### Aufgabe 1
Prüfen Sie, ob die folgenden Aussagen mit dem Textauszug über Lizzie Dorons Roman übereinstimmen, und belegen Sie jede Antwort mit den entscheidenden Worten des Textauszugs im genauen Wortlaut: (a) Dorons neuer Roman trägt den Titel "Was wäre wenn". (b) Mit 16 Jahren war Lizzie bei den Pfadfindern engagiert. (c) Alle glaubten, Yigal würde Ministerpräsident.

### Textauszug
————————

Lizzie Dorons "Was wäre wenn": Ein ungelebtes Leben in Israel
Lizzie Dorons Bücher erscheinen seit ihren kritischen Auseinandersetzungen mit israelischer Politik zuerst oder sogar nur in deutscher Übersetzung. So auch ihr neuer Roman mit dem Titel "Was wäre wenn".
Lizzie Doron erzählt von ihrem Jugendfreund Yigal, der sie bittet, ihn im Krankenhaus zu besuchen, wo er liegt und sterben wird. Er möchte, dass sie der letzte Mensch ist, mit dem er sprechen kann. Sie geht hin und das löst eine Flut von Erinnerungen aus. Auch an ihre Kindheit, an die Mutter, die Yigal früher einen Banditen genannt hatte und nicht wollte, dass ihre Tochter mit ihm zusammenkommt.
Besuch beim kranken Freund löst Kindheitserinnerungen aus
Er war einer dieser Jungen, vor denen vermutlich alle Mütter der Welt intuitiv ihre Töchter beschützen wollen: schön, lässig, furchtlos. Alle meinten, er würde Generalstabschef der israelischen Armee. Mit 16 Jahren, 1969, war Lizzie wie Yigal leidenschaftliche Zionistin und bei den Pfadfindern engagiert.

————————

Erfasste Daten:

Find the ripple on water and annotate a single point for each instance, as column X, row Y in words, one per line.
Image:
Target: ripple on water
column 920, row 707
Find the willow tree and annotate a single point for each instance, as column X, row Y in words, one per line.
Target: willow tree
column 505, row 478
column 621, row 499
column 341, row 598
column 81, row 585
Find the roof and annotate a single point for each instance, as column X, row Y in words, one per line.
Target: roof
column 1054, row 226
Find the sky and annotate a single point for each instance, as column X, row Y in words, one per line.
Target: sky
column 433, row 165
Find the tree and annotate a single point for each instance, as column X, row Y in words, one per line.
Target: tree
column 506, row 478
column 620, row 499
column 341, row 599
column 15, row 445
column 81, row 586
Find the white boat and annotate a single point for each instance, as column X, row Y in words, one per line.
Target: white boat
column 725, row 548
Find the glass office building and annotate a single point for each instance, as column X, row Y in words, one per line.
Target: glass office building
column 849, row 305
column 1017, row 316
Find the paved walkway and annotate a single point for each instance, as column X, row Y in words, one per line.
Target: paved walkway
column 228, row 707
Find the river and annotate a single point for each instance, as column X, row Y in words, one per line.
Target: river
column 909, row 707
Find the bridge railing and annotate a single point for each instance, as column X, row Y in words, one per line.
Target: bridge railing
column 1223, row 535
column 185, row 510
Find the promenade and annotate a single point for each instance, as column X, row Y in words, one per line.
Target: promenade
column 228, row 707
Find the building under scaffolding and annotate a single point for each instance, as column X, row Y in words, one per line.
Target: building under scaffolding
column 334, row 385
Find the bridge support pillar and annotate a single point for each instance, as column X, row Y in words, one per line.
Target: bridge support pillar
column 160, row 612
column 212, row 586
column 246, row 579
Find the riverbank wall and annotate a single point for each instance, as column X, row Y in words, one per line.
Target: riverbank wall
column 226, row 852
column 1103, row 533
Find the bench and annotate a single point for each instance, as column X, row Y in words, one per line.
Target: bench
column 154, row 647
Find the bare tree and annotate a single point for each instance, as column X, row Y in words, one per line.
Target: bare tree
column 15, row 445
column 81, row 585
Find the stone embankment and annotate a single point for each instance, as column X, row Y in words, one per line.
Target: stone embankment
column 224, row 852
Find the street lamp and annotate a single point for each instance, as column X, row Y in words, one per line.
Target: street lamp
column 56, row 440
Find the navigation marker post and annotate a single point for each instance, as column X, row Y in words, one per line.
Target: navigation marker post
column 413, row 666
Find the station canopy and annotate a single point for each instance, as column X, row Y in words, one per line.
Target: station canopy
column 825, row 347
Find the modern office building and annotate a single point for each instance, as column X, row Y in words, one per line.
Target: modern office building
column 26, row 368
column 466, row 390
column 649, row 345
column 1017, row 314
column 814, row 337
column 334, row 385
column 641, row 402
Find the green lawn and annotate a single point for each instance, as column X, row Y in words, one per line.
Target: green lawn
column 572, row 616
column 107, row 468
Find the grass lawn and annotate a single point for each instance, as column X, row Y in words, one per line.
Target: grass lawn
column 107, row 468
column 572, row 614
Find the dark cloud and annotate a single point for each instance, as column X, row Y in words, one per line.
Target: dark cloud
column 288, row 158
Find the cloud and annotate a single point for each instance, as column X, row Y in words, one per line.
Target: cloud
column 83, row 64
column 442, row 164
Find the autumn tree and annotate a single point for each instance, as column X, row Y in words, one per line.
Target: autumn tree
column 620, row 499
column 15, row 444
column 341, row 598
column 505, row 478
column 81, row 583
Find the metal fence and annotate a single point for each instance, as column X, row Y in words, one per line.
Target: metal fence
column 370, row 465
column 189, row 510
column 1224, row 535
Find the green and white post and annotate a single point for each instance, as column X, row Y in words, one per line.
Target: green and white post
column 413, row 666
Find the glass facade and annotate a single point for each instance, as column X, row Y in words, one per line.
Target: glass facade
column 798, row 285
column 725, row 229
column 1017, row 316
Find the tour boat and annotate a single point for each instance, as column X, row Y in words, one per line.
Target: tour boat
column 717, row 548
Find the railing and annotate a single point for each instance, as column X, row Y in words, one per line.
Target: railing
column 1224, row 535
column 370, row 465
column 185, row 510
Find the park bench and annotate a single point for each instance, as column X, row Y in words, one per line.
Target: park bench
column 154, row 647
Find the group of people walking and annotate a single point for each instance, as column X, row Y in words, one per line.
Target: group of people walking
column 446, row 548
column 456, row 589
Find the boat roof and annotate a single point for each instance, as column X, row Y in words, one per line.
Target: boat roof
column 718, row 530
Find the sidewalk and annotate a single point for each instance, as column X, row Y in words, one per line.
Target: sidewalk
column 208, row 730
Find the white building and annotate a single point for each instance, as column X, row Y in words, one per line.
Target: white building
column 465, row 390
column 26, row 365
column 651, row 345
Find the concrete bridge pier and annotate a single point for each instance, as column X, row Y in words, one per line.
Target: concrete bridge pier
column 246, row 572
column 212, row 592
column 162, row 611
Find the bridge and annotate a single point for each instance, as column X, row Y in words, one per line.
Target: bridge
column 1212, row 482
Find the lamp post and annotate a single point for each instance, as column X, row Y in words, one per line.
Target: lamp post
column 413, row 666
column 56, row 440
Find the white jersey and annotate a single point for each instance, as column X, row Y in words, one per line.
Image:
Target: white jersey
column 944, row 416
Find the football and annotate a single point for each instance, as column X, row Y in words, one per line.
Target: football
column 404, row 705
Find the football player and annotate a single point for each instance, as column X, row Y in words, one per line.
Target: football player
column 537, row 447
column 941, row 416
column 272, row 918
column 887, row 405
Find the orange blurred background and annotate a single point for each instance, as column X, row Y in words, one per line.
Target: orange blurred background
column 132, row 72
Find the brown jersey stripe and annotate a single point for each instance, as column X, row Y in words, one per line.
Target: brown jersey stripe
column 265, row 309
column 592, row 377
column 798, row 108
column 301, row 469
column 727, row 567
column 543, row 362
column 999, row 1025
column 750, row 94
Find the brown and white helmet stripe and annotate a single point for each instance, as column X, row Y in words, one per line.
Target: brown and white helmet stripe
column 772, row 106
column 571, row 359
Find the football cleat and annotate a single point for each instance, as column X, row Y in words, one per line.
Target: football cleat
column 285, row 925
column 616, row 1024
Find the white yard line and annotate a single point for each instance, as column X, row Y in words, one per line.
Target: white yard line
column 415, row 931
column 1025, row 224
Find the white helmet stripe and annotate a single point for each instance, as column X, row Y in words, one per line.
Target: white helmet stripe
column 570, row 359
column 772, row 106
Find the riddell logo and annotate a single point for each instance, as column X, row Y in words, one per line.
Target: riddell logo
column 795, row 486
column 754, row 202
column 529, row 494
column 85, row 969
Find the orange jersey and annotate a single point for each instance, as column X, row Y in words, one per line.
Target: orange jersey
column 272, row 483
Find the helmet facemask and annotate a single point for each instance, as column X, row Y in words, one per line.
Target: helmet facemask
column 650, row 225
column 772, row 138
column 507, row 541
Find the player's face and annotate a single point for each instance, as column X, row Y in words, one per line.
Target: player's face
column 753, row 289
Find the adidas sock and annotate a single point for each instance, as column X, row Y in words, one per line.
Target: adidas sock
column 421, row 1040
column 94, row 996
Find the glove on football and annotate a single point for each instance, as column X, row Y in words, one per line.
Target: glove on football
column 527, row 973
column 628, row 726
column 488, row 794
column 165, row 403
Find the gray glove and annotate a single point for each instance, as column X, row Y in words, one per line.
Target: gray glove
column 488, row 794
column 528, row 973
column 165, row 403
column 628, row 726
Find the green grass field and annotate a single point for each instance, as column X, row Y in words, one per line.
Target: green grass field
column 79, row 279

————————

### Aufgabe 2
Schreiben Sie aus den Datensätzen die Zeilen zwischen der Zeile mit "Find the glass facade" und der Zeile mit "column 404, row 705", beide eingeschlossen, unverändert ab.

### Antwort 1
(a) Ja: "So auch ihr neuer Roman mit dem Titel "Was wäre wenn"."
(b) Ja: "Mit 16 Jahren, 1969, war Lizzie wie Yigal leidenschaftliche Zionistin und bei den Pfadfindern engagiert."
(c) Nein: "Alle meinten, er würde Generalstabschef der israelischen Armee."

### Antwort 2
Find the glass facade and annotate a single point for each instance, as column X, row Y in words, one per line.
Target: glass facade
column 798, row 285
column 725, row 229
column 1017, row 316
Find the tour boat and annotate a single point for each instance, as column X, row Y in words, one per line.
Target: tour boat
column 717, row 548
Find the railing and annotate a single point for each instance, as column X, row Y in words, one per line.
Target: railing
column 1224, row 535
column 370, row 465
column 185, row 510
Find the park bench and annotate a single point for each instance, as column X, row Y in words, one per line.
Target: park bench
column 154, row 647
Find the group of people walking and annotate a single point for each instance, as column X, row Y in words, one per line.
Target: group of people walking
column 446, row 548
column 456, row 589
Find the boat roof and annotate a single point for each instance, as column X, row Y in words, one per line.
Target: boat roof
column 718, row 530
Find the sidewalk and annotate a single point for each instance, as column X, row Y in words, one per line.
Target: sidewalk
column 208, row 730
Find the white building and annotate a single point for each instance, as column X, row Y in words, one per line.
Target: white building
column 465, row 390
column 26, row 365
column 651, row 345
Find the concrete bridge pier and annotate a single point for each instance, as column X, row Y in words, one per line.
Target: concrete bridge pier
column 246, row 572
column 212, row 592
column 162, row 611
Find the bridge and annotate a single point for each instance, as column X, row Y in words, one per line.
Target: bridge
column 1212, row 482
Find the lamp post and annotate a single point for each instance, as column X, row Y in words, one per line.
Target: lamp post
column 413, row 666
column 56, row 440
Find the white jersey and annotate a single point for each instance, as column X, row Y in words, one per line.
Image:
Target: white jersey
column 944, row 416
Find the football and annotate a single point for each instance, as column X, row Y in words, one per line.
Target: football
column 404, row 705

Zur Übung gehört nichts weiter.